*SÉRIE D'EXERCICES*
a) Répondez à ces questions d'après le texte de la cafétéria :
(i) Quelle chanson Polnareff chante-t-il à la radio ?
(ii) Que chasse la chatte Moka quand elle est enfermée ?
(iii) Sur quoi la pluie se met-elle à marteler ?
b) Recopiez sans rien changer le passage des entrées qui va de la ligne contenant « For every instance of the mountain peak » jusqu'à la ligne contenant « x=79, y=134 », ces deux lignes comprises.

*TEXTE SOURCE*
Lundi 13 septembre 2004, 10 h 12 : (Agence Retorse)Échoué tout au fond d'une cafétéria, au beau milieu d'un centre commercial on ne peut plus banal, je pense aux hirondelles, qui ignorent tout de la crise de Suez, aux lapins et aux écureuils qu'on aperçoit souvent dans les herbes folles ou sous les arbres dans la campagne alentour. La radio crachote une chanson de variétés, je regarde les quelques grains de sable disposés entre deux vitres de la cafétéria. L'endroit me semble bizarrement (I love you because..., chante maintenant Polnareff) propice à la rédaction d'un long et grave poème célébrant le monde et l'accord (possible) des hommes avec la Nature (la mer les forêts les hypermarchés les décharges publiques les chats les scooters Vespa, etc.)... Poème que je n'écrirai pas cependant. La pluie se met à marteler le toit du centre commercial et je me sens heureux. Si j'étais un peintre zérotoutrond je ferais toute la journée de grandes et petites toiles évoquant la jeune chatte Moka chassant des papillons (lorsqu'elle est dehors) ou bien des élastiques (quand elle est enfermée). Si j'étais un poète zérotoutrond j'utiliserais les mots zaoum ! et orang-outang un peu à tort et à travers. Je voudrais que Z. passe à la maison ce soir. Nous nous installerions dans le jardin pour y boire du vin en attendant que la nuit fasse disparaître peu à peu les maisons au loin, puis les maisons proches, puis les arbres du jardin, puis nous-mêmes. (Pas de quoi s'affoler : même après la disparition des choses, la nuit en reste pleine.)

*DONNÉES FOURNIES*

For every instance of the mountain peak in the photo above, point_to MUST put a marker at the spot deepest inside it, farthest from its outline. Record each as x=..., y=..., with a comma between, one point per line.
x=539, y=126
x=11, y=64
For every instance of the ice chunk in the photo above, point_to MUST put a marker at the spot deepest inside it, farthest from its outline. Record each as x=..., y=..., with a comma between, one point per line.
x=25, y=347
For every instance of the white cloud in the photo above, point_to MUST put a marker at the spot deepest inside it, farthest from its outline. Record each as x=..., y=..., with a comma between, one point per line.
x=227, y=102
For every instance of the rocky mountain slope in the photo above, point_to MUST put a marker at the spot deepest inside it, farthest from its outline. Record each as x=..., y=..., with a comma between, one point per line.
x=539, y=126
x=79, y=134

--

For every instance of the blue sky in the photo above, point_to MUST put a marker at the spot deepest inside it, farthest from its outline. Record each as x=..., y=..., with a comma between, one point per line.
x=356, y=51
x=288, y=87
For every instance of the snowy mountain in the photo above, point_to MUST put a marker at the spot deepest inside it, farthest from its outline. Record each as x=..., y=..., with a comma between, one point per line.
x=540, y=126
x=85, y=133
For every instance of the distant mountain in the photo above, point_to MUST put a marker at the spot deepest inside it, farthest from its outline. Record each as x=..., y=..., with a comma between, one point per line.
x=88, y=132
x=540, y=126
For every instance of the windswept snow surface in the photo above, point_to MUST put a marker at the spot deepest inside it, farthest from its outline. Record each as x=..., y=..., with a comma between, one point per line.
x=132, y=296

---

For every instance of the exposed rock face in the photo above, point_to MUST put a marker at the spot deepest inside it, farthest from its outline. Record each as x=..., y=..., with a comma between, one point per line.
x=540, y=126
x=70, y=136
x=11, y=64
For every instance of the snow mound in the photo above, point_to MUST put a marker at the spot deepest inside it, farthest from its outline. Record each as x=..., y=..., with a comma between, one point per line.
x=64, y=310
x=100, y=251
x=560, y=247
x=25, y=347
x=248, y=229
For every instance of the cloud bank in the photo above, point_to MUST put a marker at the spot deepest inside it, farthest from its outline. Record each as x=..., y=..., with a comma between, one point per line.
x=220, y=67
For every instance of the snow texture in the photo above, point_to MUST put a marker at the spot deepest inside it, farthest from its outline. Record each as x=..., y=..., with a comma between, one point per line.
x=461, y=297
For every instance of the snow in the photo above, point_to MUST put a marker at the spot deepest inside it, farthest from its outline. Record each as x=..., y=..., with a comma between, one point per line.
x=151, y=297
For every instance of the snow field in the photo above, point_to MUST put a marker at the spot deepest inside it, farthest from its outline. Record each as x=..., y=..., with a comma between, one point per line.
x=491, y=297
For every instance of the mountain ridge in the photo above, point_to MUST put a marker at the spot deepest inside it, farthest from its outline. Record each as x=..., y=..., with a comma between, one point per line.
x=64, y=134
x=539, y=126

*CORRIGÉ DES EXERCICES*
a)
(i) I love you because...
(ii) Des élastiques.
(iii) Sur le toit du centre commercial.

b)
For every instance of the mountain peak in the photo above, point_to MUST put a marker at the spot deepest inside it, farthest from its outline. Record each as x=..., y=..., with a comma between, one point per line.
x=539, y=126
x=11, y=64
For every instance of the ice chunk in the photo above, point_to MUST put a marker at the spot deepest inside it, farthest from its outline. Record each as x=..., y=..., with a comma between, one point per line.
x=25, y=347
For every instance of the white cloud in the photo above, point_to MUST put a marker at the spot deepest inside it, farthest from its outline. Record each as x=..., y=..., with a comma between, one point per line.
x=227, y=102
For every instance of the rocky mountain slope in the photo above, point_to MUST put a marker at the spot deepest inside it, farthest from its outline. Record each as x=..., y=..., with a comma between, one point per line.
x=539, y=126
x=79, y=134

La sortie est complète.